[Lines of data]
================================
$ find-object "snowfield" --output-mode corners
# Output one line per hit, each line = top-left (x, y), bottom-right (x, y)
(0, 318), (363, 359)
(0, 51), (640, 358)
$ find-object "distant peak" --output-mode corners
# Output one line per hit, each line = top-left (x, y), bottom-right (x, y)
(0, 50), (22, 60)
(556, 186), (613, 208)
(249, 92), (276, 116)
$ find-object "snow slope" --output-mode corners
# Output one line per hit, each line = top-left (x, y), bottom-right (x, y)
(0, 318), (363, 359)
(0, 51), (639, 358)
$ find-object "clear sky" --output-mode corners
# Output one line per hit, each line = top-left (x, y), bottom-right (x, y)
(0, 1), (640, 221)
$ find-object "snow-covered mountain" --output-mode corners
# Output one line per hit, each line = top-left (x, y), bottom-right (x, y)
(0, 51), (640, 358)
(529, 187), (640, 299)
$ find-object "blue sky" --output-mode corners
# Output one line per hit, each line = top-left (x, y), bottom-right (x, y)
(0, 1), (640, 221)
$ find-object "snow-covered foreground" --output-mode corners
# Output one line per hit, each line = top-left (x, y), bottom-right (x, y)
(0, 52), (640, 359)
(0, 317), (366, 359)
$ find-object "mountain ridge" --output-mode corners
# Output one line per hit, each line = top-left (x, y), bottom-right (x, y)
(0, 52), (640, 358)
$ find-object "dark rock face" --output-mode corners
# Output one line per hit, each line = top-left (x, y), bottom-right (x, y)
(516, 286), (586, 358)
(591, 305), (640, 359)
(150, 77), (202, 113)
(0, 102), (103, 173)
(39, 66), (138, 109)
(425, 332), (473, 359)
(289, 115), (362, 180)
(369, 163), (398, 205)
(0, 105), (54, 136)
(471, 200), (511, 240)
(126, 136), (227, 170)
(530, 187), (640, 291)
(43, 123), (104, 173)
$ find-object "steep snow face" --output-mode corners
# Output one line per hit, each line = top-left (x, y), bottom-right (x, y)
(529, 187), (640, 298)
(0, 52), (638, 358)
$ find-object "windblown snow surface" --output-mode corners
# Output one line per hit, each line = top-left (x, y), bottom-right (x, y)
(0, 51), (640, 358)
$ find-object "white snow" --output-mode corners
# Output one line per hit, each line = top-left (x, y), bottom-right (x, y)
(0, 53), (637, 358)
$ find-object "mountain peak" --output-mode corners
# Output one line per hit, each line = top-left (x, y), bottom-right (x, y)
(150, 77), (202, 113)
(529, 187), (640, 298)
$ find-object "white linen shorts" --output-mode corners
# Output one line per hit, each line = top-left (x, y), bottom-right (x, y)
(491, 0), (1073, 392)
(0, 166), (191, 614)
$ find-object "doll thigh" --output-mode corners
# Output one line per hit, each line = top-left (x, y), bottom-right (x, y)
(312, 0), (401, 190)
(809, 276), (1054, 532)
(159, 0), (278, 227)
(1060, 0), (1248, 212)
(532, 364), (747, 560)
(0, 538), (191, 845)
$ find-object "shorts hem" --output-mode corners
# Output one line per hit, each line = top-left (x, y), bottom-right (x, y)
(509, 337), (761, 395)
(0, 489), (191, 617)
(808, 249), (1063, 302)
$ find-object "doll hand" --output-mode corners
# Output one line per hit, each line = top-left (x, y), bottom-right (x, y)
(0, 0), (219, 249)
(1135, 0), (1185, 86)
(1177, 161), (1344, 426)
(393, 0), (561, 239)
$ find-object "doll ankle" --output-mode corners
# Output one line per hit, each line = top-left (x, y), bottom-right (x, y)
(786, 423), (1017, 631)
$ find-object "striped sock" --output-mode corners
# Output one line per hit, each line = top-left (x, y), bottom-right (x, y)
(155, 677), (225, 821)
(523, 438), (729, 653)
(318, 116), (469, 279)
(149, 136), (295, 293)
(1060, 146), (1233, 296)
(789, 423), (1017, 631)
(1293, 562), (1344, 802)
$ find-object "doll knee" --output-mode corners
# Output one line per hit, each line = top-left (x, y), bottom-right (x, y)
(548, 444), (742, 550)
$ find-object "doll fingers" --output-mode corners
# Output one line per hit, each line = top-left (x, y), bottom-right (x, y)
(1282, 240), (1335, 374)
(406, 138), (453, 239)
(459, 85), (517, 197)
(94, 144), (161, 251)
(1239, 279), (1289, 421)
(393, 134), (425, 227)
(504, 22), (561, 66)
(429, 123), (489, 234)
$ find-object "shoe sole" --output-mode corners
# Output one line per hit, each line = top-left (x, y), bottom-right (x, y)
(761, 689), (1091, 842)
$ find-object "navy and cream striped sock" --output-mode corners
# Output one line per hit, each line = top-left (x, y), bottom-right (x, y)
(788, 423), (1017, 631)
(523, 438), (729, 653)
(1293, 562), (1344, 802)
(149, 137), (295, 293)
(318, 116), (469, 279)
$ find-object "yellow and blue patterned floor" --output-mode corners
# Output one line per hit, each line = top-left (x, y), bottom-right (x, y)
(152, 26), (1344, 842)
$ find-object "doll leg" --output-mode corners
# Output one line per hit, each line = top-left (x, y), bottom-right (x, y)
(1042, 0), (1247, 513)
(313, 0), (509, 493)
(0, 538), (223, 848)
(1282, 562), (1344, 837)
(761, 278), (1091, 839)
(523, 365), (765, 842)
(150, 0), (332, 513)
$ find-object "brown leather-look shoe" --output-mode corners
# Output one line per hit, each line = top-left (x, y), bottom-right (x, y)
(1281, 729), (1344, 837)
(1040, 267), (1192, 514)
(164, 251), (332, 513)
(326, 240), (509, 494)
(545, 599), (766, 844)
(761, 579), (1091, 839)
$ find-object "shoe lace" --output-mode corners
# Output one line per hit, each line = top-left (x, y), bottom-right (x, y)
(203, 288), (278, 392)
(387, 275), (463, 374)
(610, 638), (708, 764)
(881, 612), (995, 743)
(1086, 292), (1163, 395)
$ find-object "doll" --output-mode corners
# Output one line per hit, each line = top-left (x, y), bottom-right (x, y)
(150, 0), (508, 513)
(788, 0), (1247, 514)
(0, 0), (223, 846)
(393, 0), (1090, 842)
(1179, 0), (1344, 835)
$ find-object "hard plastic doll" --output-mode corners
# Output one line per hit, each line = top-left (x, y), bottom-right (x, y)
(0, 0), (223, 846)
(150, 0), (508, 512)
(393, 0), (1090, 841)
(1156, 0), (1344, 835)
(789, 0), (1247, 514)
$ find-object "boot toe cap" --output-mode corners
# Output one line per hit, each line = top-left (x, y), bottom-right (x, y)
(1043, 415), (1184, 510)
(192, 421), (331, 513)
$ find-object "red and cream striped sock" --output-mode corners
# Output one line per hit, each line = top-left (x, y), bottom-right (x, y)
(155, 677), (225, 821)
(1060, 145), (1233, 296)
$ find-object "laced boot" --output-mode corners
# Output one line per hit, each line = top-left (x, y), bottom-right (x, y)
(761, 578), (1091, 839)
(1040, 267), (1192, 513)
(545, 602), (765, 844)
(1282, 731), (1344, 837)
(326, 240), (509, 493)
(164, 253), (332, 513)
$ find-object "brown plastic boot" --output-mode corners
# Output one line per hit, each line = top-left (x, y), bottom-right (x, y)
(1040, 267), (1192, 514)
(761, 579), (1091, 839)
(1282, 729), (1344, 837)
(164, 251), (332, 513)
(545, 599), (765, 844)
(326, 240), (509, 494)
================================
Please reproduce every line of the material word for word.

**Exercise result:**
$ find-object "snowfield" --output-mode corners
# Output one line per hit, each line = top-left (x, y), bottom-right (x, y)
(0, 318), (363, 359)
(0, 51), (640, 358)
$ find-object "distant peak" --output-mode corners
# Output one line per hit, each line = top-left (x, y), bottom-right (x, y)
(0, 50), (22, 60)
(556, 186), (613, 208)
(249, 92), (276, 116)
$ find-object "snow slope" --output-mode corners
# Output one line per hit, each line = top-left (x, y), bottom-right (x, y)
(0, 318), (363, 359)
(0, 51), (639, 358)
$ find-object "clear sky" --output-mode corners
# Output one line per hit, each line = top-left (x, y), bottom-right (x, y)
(0, 1), (640, 221)
$ find-object "snow-covered mountain" --output-mode corners
# Output one line per hit, each line = top-left (x, y), bottom-right (x, y)
(0, 51), (640, 358)
(529, 187), (640, 299)
$ find-object "blue sky" --output-mode corners
# Output one line per hit, each line = top-left (x, y), bottom-right (x, y)
(0, 1), (640, 221)
$ find-object "snow-covered foreground" --output-mode corners
# Output one line per hit, each line = top-left (x, y), bottom-right (x, y)
(0, 52), (640, 359)
(0, 317), (366, 359)
$ find-object "mountain ridge" --output-mode corners
# Output one line per hit, each line = top-left (x, y), bottom-right (x, y)
(0, 52), (640, 358)
$ find-object "dark rock face" --output-mode corners
# Output one line per hit, each line = top-left (x, y), bottom-right (x, y)
(516, 286), (586, 358)
(591, 305), (640, 359)
(150, 77), (202, 113)
(0, 102), (103, 173)
(39, 66), (138, 109)
(425, 332), (473, 359)
(289, 115), (362, 180)
(369, 163), (398, 205)
(0, 105), (54, 136)
(471, 200), (511, 240)
(126, 136), (227, 170)
(530, 187), (640, 291)
(43, 123), (104, 173)
$ find-object "steep snow face" --output-mode corners
# Output one line per hit, each line = top-left (x, y), bottom-right (x, y)
(529, 187), (640, 298)
(0, 52), (638, 358)
$ find-object "windblown snow surface" --output-mode corners
# Output one line per hit, each line = top-left (x, y), bottom-right (x, y)
(0, 51), (640, 358)
$ find-object "white snow" --output-mode corners
# Output one line per hit, each line = top-left (x, y), bottom-right (x, y)
(0, 53), (637, 358)
$ find-object "mountain peak" --output-mode corners
# Output one line per hit, each line = top-left (x, y), bottom-right (x, y)
(150, 77), (202, 113)
(529, 187), (640, 298)
$ find-object "white linen shorts" --output-mode corners
# Output one line per hit, each line = top-left (x, y), bottom-right (x, y)
(491, 0), (1073, 392)
(0, 166), (191, 614)
$ find-object "doll thigh" --output-mode corners
# Output one line per hit, each line = top-left (x, y), bottom-right (x, y)
(312, 0), (401, 190)
(809, 276), (1054, 532)
(159, 0), (278, 227)
(1060, 0), (1248, 212)
(532, 364), (747, 560)
(0, 538), (191, 845)
$ find-object "shorts hem" --output-mode corners
# Output one line per hit, each line = top-left (x, y), bottom-right (x, y)
(509, 337), (761, 395)
(0, 489), (191, 617)
(808, 249), (1063, 302)
$ find-object "doll hand" --output-mode corners
# Output one line per hit, each line = top-left (x, y), bottom-right (x, y)
(0, 0), (219, 249)
(1135, 0), (1185, 86)
(1177, 161), (1344, 426)
(393, 0), (561, 239)
$ find-object "doll ankle" --output-mode corners
# Output one line per hit, each line = top-left (x, y), bottom-right (x, y)
(786, 423), (1017, 631)
$ find-object "striped sock" --output-mode corners
# Output one line per hit, each line = top-left (x, y), bottom-right (x, y)
(155, 677), (225, 821)
(523, 438), (729, 653)
(318, 116), (469, 279)
(149, 136), (295, 293)
(1060, 146), (1233, 296)
(789, 423), (1017, 631)
(1293, 562), (1344, 802)
$ find-object "doll knee" --output-mode corners
# Output one line per hit, each line = top-left (x, y), bottom-right (x, y)
(548, 444), (742, 550)
$ find-object "doll fingers" --output-mode corners
# Output one line per hit, each line = top-left (x, y), bottom-right (x, y)
(1282, 240), (1335, 374)
(406, 138), (453, 239)
(459, 85), (517, 197)
(94, 144), (161, 251)
(1239, 279), (1289, 421)
(393, 134), (425, 227)
(504, 22), (561, 66)
(429, 123), (489, 234)
$ find-object "shoe sole" --output-mode corners
# Output one line per hit, each line = top-left (x, y), bottom-right (x, y)
(761, 689), (1091, 842)
$ find-object "navy and cream striped sock" --output-mode corners
# Output one line per hit, each line = top-left (x, y), bottom-right (x, y)
(788, 423), (1017, 631)
(523, 438), (729, 653)
(1293, 562), (1344, 802)
(149, 137), (295, 293)
(318, 116), (469, 279)
$ find-object "yellow and blue patterned floor" --output-mode corners
# Output one line per hit, each line = top-left (x, y), bottom-right (x, y)
(152, 26), (1344, 842)
$ find-object "doll leg" --output-mode corners
# Output one line per hit, each line = top-left (x, y), bottom-right (x, y)
(1042, 0), (1247, 513)
(313, 0), (509, 493)
(0, 538), (223, 848)
(1282, 562), (1344, 837)
(761, 278), (1091, 839)
(523, 365), (765, 842)
(150, 0), (332, 513)
$ find-object "brown leather-look shoe" --output-mode corners
# Output one line per hit, each line = top-left (x, y), bottom-right (x, y)
(1281, 729), (1344, 837)
(1040, 267), (1192, 514)
(164, 251), (332, 513)
(326, 240), (509, 494)
(545, 599), (766, 844)
(761, 579), (1091, 839)
$ find-object "shoe lace" --output-mode corners
# Output one line per hit, each line = top-left (x, y), bottom-right (x, y)
(203, 288), (278, 392)
(387, 275), (463, 374)
(610, 638), (708, 764)
(881, 612), (995, 743)
(1086, 292), (1163, 395)
$ find-object "doll" --output-mode corners
# Output one line per hit, each line = top-left (x, y), bottom-right (x, y)
(150, 0), (508, 513)
(788, 0), (1247, 514)
(0, 0), (223, 846)
(393, 0), (1090, 842)
(1179, 0), (1344, 835)
$ find-object "hard plastic doll" --output-mode corners
# Output one line per hit, each line = top-left (x, y), bottom-right (x, y)
(0, 0), (223, 846)
(150, 0), (508, 512)
(393, 0), (1090, 841)
(1156, 0), (1344, 835)
(789, 0), (1247, 514)
$ find-object "boot toe cap" --output-mode corners
# Output one line per hit, each line = top-left (x, y), bottom-right (x, y)
(1043, 415), (1184, 510)
(192, 421), (331, 513)
$ find-object "red and cream striped sock" --output-mode corners
# Output one line per hit, each line = top-left (x, y), bottom-right (x, y)
(155, 677), (225, 821)
(1060, 145), (1233, 296)
$ find-object "laced boot" --output-mode corners
# Output one line per hit, each line = top-left (x, y), bottom-right (x, y)
(761, 578), (1091, 839)
(1040, 267), (1192, 513)
(545, 602), (765, 844)
(1282, 731), (1344, 837)
(326, 240), (509, 493)
(164, 253), (332, 513)
$ find-object "brown plastic boot" --output-mode corners
# Output one line per hit, each line = top-left (x, y), bottom-right (x, y)
(1040, 267), (1192, 514)
(761, 579), (1091, 839)
(1282, 729), (1344, 837)
(164, 251), (332, 513)
(545, 599), (765, 844)
(326, 240), (509, 494)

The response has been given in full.